Requirements: Copy the following lines word for word, omitting the pictures from your answer.

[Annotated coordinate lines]

## Start

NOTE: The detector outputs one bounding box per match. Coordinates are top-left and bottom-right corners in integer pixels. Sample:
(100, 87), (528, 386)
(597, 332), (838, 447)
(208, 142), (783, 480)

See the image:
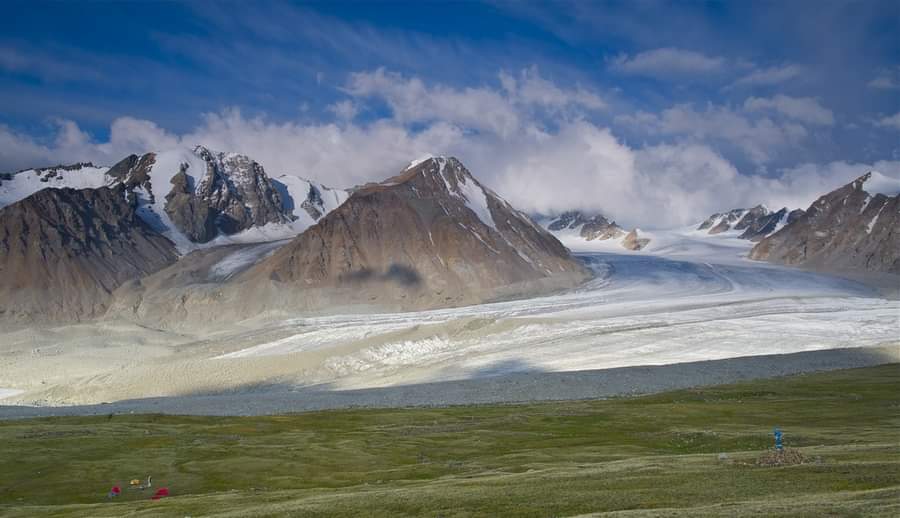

## End

The result:
NOTE: The detector outputs one bounding box per match. Coordinates are top-left and bottom-right corners in integer pixels. Sample:
(100, 87), (528, 386)
(597, 332), (838, 447)
(208, 142), (783, 480)

See the image:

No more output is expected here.